━━━━━ Extracted text

29 March 2019 - 17:14 By MATTHEW SAVIDES
A paramedic working with the Mayville community policing forum helps a foreign national who was hurt during violence on Tuesday in Sydenham, Durban.
A paramedic working with the Mayville community policing forum helps a foreign national who was hurt during violence on Tuesday in Sydenham, Durban.
Image: Imtiaaz Syed

The eThekwini municipality and the Malawi High Commission have jointly denied that recent violence aimed at foreign nationals in Durban was xenophobic – stating, instead, that it was 'criminally motivated'.

This week, foreign nationals were targeted in sporadic outbreaks of violence in the Sydenham and Overport areas of the city. In at least two cases, they were forced to seek refuge at local police stations.

But on Friday, the eThekwini council and the Malawi High Commission denied the violence was xenophobic in nature.

"Both the municipality and the Malawian High Commission are in agreement that the incidents that led to Malawians nationals being chased out of their homes are not xenophobia but were criminally motivated as their belonging were stolen by the angry mob," the municipality said in a statement.

The statement added that the council and the commission were "working tirelessly" to integrate the foreign nationals -  who were predominantly of Malawian decent - back to their communities.

eThekwini mayor Zandile Gumede issued a stern warning to leaders of all political parties to desist from making populist statements that inflame xenophobia or any other form of discrimination.

"No African is a foreigner in Africa and, as the municipality, we are committed to working together with organisations representing immigrants and civil society formations to deal with issues that cause tension between and among our people. During profiling, we discovered that most African immigrants are highly skilled artisans and we are looking at partnering with them in creating skills transfer and mentorship programmes that will target the youth," she said.

━━━━━━━━━━
━━━━━ Data supplied

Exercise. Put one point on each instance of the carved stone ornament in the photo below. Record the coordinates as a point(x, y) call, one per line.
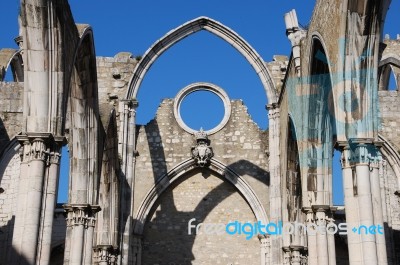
point(202, 152)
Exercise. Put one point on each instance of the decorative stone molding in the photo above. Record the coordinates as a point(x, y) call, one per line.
point(360, 151)
point(191, 27)
point(40, 146)
point(295, 34)
point(202, 86)
point(81, 214)
point(202, 152)
point(105, 255)
point(295, 255)
point(273, 111)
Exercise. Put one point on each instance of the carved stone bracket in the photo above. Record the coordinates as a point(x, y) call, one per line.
point(105, 255)
point(81, 214)
point(202, 152)
point(40, 146)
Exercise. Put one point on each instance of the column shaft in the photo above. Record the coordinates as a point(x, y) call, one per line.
point(378, 213)
point(366, 214)
point(322, 241)
point(49, 203)
point(351, 206)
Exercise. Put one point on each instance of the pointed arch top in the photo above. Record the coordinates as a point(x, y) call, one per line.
point(191, 27)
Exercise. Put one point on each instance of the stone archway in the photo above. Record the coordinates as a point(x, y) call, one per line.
point(154, 210)
point(214, 27)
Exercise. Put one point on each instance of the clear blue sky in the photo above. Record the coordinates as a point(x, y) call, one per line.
point(134, 26)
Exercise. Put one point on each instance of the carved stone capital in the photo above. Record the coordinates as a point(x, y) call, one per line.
point(40, 146)
point(273, 111)
point(105, 254)
point(202, 152)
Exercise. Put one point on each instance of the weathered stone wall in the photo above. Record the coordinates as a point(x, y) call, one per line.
point(210, 200)
point(389, 103)
point(240, 145)
point(11, 103)
point(9, 181)
point(325, 24)
point(113, 74)
point(277, 69)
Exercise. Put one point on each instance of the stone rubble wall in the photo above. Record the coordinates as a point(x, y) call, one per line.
point(200, 194)
point(11, 105)
point(113, 75)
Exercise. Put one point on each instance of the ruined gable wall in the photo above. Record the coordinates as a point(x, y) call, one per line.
point(113, 75)
point(203, 195)
point(11, 103)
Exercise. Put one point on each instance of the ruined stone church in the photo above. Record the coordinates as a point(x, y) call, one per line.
point(137, 193)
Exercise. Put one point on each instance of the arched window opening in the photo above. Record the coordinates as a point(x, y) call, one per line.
point(202, 57)
point(389, 77)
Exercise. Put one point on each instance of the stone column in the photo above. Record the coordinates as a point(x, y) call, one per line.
point(275, 181)
point(137, 250)
point(49, 204)
point(29, 226)
point(366, 213)
point(322, 240)
point(351, 205)
point(127, 150)
point(378, 207)
point(311, 237)
point(81, 222)
point(88, 248)
point(331, 237)
point(264, 248)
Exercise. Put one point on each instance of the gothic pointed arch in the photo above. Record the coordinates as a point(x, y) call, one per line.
point(191, 27)
point(176, 173)
point(81, 123)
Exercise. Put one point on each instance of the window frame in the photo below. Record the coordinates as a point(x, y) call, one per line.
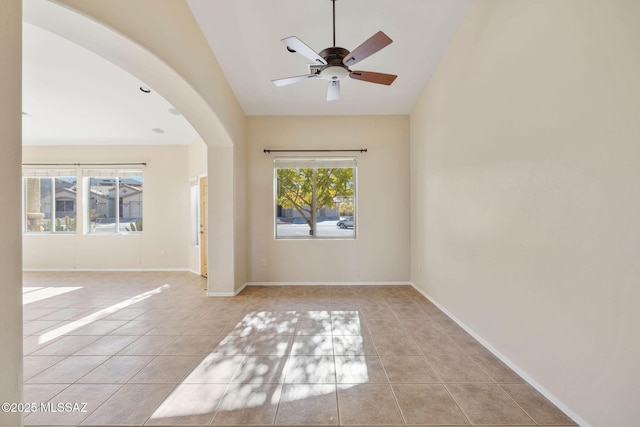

━━━━━━━━━━

*Job A*
Summarize the article on the violence in Durban in two sentences.
*Job B*
Carry the article on the violence in Durban forward from the point where it ends.

*Reply A*
The eThekwini municipality and the Malawi High Commission denied that this week's violence against foreign nationals in Durban's Sydenham and Overport areas was xenophobic, calling it criminally motivated because an angry mob stole the belongings of Malawians chased from their homes. Mayor Zandile Gumede warned political leaders against populist statements that inflame xenophobia and said the municipality would work with immigrant organizations and consider partnering with skilled African immigrants on skills transfer and mentorship programs for the youth.

*Reply B*
Gumede added that it had emerged during two meetings held with residents of Burnwood informal settlements – where attacks took place on Tuesday morning - that the majority of residents were ready to welcome back the Malawian nationals.

"It was also agreed during these meetings that leaders of foreign nationals should form part of community development forums in the area and the displaced foreign nationals should go back to their homes within the next 48 hours.

"However, a follow-up meeting will be held soon between the municipality, the Malawian High Commission and community of Burnwood informal settlement to welcome back the Malawian nationals," said Gumede.

Acting high commissioner to Malawi Gloria Bamusi, in praising the municipality, also requested that police respond rapidly to similar incidents.

"We appeal to law enforcement agencies to respond rapidly whenever such instances occur. We also call for the perpetrators to be brought to book. We will work with the municipality to integrate our people back to the communities and make necessary arrangements for those who want to go back home to Malawi," said Bamusi.